• **Text block**
########################################
Does your audience skew older, where Facebook is their go-to platform? Or are they younger and spending their time on TikTok? And while they may be the but of some jokes, social media influencers can make a great partner for your brand. But don’t just link up with an influencer because of their large following—the right audience will be more valuable than the simply larger one, and the influencer must be someone that your audience respects and will be an authentic steward for your brand.

Your brand strategy helps create a foundation for your tone of voice and the content itself, which is critical to building out your social strategy. You may have determined that your brand benefits from visual storytelling, so you’ll focus a lot on Instagram. But the types of images you’ll use and the tone of the captions and copy that will accompany your content must resonate with your audience and effectively convey your brand.

Messaging strategy

What does your brand have to say? What is its mission and the products or services the company provides?

Your messaging strategy ensures that your brand will effectively tell your brand story in every opportunity it has to do so. Whether it’s content on your site and social channels, the words you use in ads and other marketing collateral, or in press releases and statements, having a clear messaging strategy makes sure that what your brand says has both meaning and credibility.

Messaging strategy works on a few levels, depending on the situation and what your goal is. Every brand needs long-term, high-level, evergreen brand messages based on and support your larger strategic brand goals. For example, if you’re a medical brand, you may have a clinical approach or a more lifestyle approach, which would inform your higher-level brand messages. This can take the form of the About Us section of your website or the language you use in your boilerplate on press releases. Think big picture, long-term, elevator pitch of your brand that appears in the public eye.

Then, there are more audience and segment-specific brand messages that may hold shorter-term relevance. These messages are tailored to specific audiences and operate more tactically. For example, these can take the form of product or service benefits or how your brand communicates with consumers during customer service interactions.

For both of these aspects of messaging strategy, it’s important to set some messaging ground rules for which your brand will follow. Which words do you use, and which do you avoid? What type of tone do you employ? When do you make a statement about something happening in the larger society or culture, and how do you go about that? When thinking through these, always think about how your brand can come off as authentic and genuine; consumers today are too savvy and will see right through inconsistent, bland, or inauthentic messaging.

Recruiting Strategy

Another place your brand needs to show up consistently and effectively is on the recruiting trail. Your recruiting strategy operates much like your messaging and social strategy, in that it’s informed by your brand and marketing strategy and will only be as effective as the foundation it’s built on. (And, social is a prominent place for recruitment, and your messaging on your recruiting ads and job postings needs to be on-brand, too, so there’s an intertwining nature to these strategies as well.)

When recruiting new talent, many of the same tenets hold true as with the other forms of strategy—when and where to show up, how to effectively resonate with the target audience (in this case, prospective employees). But your recruiting strategy has a different wrinkle to it than the other types of strategy, being that it speaks to company culture and is thus a part of your brand that operates on an internal level.

Internal company culture has taken on an increased importance in the last decade, in part because consumers are so much more informed than they used to be. Sure, some companies can get by the bad press of less-than-ideal employee experience, but most brands don’t want to be seen as difficult places to work. Your brand’s values—your overall purpose, the ideals you stand for—only resonate if you also live those values, and a big part of that is being seen as a place that workers want to be a part of.
########################################
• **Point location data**
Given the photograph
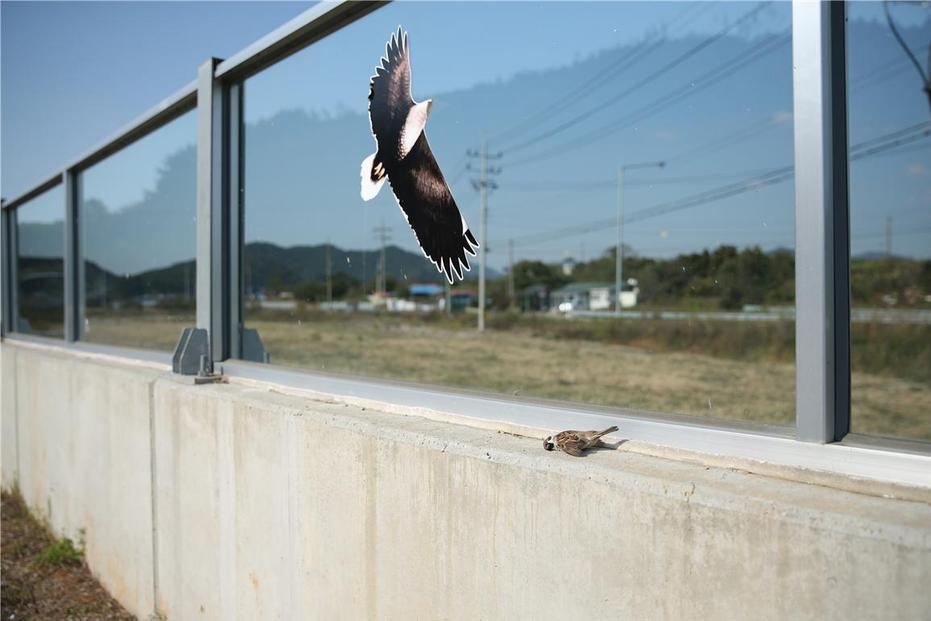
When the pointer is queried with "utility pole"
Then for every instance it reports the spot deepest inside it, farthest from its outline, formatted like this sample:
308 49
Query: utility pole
383 235
329 272
888 237
483 184
619 253
511 273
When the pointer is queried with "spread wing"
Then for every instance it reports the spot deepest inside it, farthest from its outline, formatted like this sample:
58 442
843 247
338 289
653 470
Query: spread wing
390 90
431 211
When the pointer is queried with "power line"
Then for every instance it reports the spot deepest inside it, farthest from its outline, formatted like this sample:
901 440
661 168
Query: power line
600 79
612 183
483 184
688 89
383 235
774 176
606 103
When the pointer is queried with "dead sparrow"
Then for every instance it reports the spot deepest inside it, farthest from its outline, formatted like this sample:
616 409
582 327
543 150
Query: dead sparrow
574 442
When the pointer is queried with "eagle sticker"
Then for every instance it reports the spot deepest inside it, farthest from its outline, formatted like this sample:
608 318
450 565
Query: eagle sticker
403 156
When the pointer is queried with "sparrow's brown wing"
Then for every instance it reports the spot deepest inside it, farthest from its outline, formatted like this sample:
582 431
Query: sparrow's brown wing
571 443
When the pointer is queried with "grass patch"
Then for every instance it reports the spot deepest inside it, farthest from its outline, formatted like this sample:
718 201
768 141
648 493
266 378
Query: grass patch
59 553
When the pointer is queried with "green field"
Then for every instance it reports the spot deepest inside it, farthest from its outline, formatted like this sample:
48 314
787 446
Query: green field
731 370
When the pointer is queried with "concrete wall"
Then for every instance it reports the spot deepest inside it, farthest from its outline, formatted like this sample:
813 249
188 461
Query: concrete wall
273 506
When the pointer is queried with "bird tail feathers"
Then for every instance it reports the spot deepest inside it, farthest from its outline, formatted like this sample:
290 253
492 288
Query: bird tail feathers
372 174
610 429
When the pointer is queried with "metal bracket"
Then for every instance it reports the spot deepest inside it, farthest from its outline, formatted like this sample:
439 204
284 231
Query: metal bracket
192 356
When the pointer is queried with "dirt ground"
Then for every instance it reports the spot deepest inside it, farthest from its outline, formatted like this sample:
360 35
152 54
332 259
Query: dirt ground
43 579
517 362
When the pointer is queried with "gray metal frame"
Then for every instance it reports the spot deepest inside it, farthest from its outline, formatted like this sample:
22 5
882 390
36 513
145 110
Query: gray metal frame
822 265
213 239
822 239
6 271
73 259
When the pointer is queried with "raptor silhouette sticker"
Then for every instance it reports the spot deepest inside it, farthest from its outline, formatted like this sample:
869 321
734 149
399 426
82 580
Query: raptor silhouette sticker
403 157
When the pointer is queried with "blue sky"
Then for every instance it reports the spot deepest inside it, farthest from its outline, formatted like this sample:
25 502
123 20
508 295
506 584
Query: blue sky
73 73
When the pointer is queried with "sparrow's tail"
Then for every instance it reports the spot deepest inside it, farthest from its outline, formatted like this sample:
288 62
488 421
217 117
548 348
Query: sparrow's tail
610 429
373 177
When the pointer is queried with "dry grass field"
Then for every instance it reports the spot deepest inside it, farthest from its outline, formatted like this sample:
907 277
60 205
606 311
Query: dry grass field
731 371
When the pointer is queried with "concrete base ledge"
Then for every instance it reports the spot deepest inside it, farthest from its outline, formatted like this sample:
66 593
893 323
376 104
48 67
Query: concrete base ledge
238 501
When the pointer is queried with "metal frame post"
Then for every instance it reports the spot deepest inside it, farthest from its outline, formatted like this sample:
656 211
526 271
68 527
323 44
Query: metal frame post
6 274
236 217
72 258
213 211
822 223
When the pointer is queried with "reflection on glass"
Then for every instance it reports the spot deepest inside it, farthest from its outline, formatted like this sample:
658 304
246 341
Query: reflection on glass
40 268
575 113
138 232
890 219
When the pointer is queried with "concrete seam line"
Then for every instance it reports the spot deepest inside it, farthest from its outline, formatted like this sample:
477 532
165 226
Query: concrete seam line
636 472
153 493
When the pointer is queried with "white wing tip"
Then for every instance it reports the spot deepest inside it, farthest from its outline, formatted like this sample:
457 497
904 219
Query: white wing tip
369 189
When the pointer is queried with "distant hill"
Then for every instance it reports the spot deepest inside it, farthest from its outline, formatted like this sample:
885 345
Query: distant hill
268 266
266 263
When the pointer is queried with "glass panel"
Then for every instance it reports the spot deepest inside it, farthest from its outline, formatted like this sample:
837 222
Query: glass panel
138 226
890 218
575 112
40 277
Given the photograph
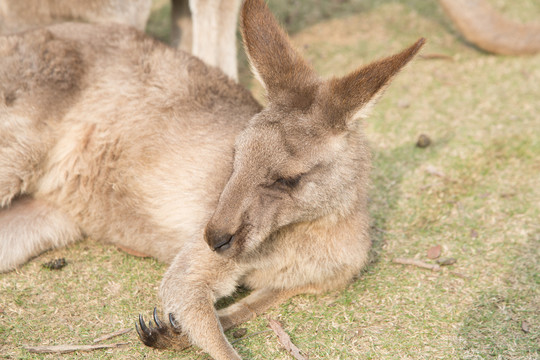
########################################
• **What you are asked to do**
Name every social media platform mentioned in the brand strategy text. Answers should come from the text alone.

• **Answer box**
Facebook, TikTok, Instagram